4.            Terms of Merger Agreement.  Except as expressly provided in Section 5(f), nothing in this Agreement is intended to limit or modify your right to receive any payments that you are entitled to receive in accordance with the Merger Agreement as a result of the Merger, including without limitation, (i) payment of the Merger Consideration (as defined in the Merger Agreement) in respect of any shares of Target common stock that you hold immediately prior to the Closing Date in accordance with Section 2.01 of the Merger Agreement, (ii) payment in respect of your outstanding equity awards relating to Target common stock in accordance with Section 2.03 of the Merger Agreement and (iii) payment of your account balance in respect of the termination of the Emeritus Corporation Non-Qualified Deferred Compensation Plan in accordance with Section 6.08(d) of the Merger Agreement.
5.            Restrictive Covenants.  You hereby acknowledge that the following provisions are reasonable in light of the arrangements referenced in this Agreement, represent a material inducement of the Company to enter into this Agreement, and that the Company would not have entered into this Agreement without your agreement to be bound by such provisions.

**REQUEST A**
Answer these questions using the agreement excerpt:
(i) Under which section of the Merger Agreement is the Merger Consideration paid for shares of Target common stock?
(ii) Which plan's termination gives rise to the account balance payment?
(iii) According to the Restrictive Covenants paragraph, what would the Company not have done without your agreement to be bound by its provisions?
**REQUEST B**
Rewrite as a short bulleted list the paragraph of the agreement excerpt that begins "Terms of Merger Agreement." Keep its main facts.
**REQUEST C**
Reproduce the agreement excerpt word for word from "4.            Terms of Merger" to "the Merger Agreement.".
The listing that follows is not required for any of the work on this page.

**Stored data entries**
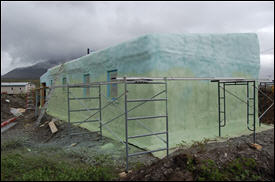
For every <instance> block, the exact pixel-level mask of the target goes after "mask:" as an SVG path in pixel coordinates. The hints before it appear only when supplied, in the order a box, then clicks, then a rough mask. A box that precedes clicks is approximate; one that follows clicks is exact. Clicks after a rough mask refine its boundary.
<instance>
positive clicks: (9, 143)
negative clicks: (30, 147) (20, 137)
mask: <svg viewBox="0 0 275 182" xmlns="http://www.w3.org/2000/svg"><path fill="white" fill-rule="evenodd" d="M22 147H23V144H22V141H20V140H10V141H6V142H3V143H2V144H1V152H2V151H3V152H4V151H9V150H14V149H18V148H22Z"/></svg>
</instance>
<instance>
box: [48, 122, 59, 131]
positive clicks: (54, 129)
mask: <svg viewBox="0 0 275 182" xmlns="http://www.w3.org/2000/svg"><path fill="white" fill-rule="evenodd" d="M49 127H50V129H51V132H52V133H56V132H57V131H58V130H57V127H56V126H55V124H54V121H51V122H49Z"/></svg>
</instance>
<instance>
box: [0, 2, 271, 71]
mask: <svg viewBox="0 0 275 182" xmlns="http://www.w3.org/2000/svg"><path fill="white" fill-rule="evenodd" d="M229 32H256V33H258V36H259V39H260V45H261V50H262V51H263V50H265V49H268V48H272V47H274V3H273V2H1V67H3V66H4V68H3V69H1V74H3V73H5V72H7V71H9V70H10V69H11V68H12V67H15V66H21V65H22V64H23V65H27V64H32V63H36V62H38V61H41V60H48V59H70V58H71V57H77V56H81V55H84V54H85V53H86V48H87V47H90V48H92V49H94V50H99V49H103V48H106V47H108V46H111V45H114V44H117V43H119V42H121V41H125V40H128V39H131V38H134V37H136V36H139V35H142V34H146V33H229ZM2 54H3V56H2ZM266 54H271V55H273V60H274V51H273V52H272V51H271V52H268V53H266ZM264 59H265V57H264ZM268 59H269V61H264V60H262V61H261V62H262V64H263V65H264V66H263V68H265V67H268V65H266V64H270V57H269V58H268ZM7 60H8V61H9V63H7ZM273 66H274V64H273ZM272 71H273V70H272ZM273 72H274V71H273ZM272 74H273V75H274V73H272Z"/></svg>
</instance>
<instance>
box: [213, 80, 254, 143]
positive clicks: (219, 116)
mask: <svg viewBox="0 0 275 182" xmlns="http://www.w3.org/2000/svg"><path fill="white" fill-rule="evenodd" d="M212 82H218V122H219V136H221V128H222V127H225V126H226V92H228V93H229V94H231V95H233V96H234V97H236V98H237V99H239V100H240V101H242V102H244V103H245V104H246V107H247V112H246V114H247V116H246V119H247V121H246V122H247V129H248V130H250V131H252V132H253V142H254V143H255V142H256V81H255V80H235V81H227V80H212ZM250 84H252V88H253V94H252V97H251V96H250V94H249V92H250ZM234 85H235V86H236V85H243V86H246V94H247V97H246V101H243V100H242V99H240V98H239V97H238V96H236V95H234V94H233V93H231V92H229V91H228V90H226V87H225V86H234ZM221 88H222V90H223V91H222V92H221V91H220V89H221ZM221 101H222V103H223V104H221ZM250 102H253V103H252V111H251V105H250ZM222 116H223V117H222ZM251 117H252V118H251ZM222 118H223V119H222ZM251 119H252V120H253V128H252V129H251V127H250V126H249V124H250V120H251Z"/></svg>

---

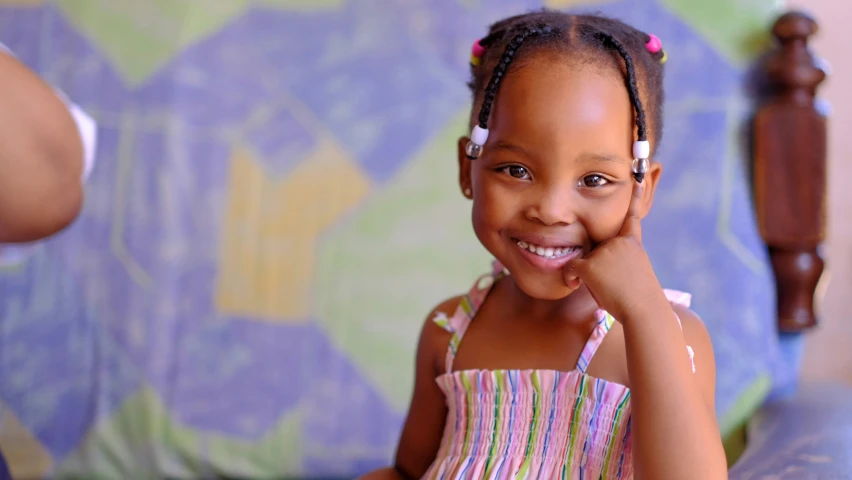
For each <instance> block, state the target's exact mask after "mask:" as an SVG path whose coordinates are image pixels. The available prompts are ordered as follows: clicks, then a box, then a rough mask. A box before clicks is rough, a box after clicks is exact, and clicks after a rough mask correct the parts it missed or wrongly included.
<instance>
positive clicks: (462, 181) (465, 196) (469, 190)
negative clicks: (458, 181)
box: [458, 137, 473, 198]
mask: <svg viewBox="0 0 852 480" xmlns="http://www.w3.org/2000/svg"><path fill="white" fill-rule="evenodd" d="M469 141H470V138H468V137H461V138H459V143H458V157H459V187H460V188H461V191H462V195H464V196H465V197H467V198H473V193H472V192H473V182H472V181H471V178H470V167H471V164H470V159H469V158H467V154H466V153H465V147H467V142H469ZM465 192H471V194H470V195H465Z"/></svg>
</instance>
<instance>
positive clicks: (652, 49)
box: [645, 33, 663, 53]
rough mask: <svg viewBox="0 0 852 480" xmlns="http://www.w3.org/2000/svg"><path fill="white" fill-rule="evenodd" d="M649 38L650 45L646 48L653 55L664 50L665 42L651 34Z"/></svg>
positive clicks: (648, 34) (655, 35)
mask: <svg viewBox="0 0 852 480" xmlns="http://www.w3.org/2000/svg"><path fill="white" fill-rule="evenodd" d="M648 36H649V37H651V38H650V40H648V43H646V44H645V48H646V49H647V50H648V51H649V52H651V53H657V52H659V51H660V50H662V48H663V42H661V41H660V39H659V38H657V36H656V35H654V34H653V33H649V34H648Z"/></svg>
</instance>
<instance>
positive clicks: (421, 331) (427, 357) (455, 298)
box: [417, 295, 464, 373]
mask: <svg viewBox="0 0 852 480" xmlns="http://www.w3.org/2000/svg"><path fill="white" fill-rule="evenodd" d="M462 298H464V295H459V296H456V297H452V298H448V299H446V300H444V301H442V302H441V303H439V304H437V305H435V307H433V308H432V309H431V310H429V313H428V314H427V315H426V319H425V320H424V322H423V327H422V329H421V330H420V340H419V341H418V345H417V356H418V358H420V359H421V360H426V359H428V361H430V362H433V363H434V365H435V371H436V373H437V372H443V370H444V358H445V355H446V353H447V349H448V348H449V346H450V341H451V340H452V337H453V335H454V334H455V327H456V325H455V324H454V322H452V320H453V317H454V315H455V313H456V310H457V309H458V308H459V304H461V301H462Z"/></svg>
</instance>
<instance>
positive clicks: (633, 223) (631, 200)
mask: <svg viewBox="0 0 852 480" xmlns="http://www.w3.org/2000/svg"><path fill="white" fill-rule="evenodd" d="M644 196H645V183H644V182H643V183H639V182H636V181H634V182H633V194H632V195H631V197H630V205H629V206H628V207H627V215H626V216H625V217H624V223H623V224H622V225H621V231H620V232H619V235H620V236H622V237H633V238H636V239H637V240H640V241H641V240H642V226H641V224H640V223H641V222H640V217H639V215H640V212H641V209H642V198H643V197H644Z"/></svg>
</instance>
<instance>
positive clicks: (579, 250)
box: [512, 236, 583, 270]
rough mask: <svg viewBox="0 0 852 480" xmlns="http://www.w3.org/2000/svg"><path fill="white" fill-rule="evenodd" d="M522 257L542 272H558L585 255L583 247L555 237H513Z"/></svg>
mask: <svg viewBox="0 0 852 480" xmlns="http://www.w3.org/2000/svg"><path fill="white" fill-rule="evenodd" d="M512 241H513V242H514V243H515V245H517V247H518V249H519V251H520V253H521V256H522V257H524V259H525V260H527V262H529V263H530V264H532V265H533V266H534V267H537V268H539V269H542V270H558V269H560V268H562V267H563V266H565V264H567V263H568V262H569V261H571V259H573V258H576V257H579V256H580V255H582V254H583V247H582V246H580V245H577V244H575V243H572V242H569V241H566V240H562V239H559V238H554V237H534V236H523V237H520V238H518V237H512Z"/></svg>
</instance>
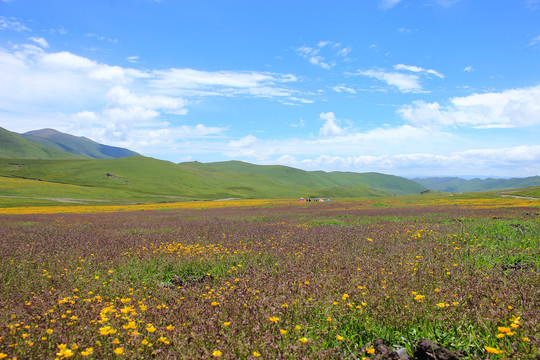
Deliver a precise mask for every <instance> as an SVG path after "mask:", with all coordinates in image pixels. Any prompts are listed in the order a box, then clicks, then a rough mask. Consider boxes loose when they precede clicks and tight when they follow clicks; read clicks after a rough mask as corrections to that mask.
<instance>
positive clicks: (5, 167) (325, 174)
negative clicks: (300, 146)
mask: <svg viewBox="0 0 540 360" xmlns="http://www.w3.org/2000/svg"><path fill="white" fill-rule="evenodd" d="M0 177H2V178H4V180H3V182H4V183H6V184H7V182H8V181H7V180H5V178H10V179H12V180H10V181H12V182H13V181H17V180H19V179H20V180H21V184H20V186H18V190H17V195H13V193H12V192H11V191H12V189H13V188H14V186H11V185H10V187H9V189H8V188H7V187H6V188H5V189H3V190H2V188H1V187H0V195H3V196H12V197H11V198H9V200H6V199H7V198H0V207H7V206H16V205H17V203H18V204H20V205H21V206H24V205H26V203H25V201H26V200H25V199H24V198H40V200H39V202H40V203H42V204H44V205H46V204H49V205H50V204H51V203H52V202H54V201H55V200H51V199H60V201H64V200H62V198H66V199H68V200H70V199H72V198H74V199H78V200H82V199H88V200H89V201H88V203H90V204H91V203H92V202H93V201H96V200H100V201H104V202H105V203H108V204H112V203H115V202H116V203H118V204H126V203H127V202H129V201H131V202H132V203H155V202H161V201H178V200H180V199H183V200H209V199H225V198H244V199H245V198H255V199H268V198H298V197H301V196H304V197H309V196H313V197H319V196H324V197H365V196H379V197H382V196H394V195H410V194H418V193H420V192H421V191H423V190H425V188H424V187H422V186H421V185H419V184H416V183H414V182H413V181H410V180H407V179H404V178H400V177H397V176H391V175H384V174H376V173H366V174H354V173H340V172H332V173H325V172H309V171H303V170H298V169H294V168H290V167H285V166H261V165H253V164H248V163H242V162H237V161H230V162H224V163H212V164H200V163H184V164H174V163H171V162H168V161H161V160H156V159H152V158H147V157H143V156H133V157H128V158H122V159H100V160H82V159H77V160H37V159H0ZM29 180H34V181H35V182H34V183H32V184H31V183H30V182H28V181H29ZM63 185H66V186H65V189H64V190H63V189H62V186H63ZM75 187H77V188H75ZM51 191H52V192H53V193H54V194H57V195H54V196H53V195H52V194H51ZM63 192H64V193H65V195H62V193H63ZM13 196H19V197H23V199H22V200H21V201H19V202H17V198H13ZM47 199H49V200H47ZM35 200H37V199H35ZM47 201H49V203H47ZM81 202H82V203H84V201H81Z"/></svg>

**WRITTEN SOLUTION A**
(i) Section 2.01 of the Merger Agreement.
(ii) The Emeritus Corporation Non-Qualified Deferred Compensation Plan.
(iii) The Company would not have entered into this Agreement.

**WRITTEN SOLUTION B**
- Except as expressly provided in Section 5(f), this Agreement does not limit or modify your right to payments due under the Merger Agreement as a result of the Merger.
- These payments include the Merger Consideration for shares of Target common stock held immediately before the Closing Date, under Section 2.01.
- They include payment for outstanding equity awards relating to Target common stock, under Section 2.03.
- They include payment of your account balance upon termination of the Emeritus Corporation Non-Qualified Deferred Compensation Plan, under Section 6.08(d).

**WRITTEN SOLUTION C**
4.            Terms of Merger Agreement.  Except as expressly provided in Section 5(f), nothing in this Agreement is intended to limit or modify your right to receive any payments that you are entitled to receive in accordance with the Merger Agreement as a result of the Merger, including without limitation, (i) payment of the Merger Consideration (as defined in the Merger Agreement) in respect of any shares of Target common stock that you hold immediately prior to the Closing Date in accordance with Section 2.01 of the Merger Agreement, (ii) payment in respect of your outstanding equity awards relating to Target common stock in accordance with Section 2.03 of the Merger Agreement and (iii) payment of your account balance in respect of the termination of the Emeritus Corporation Non-Qualified Deferred Compensation Plan in accordance with Section 6.08(d) of the Merger Agreement.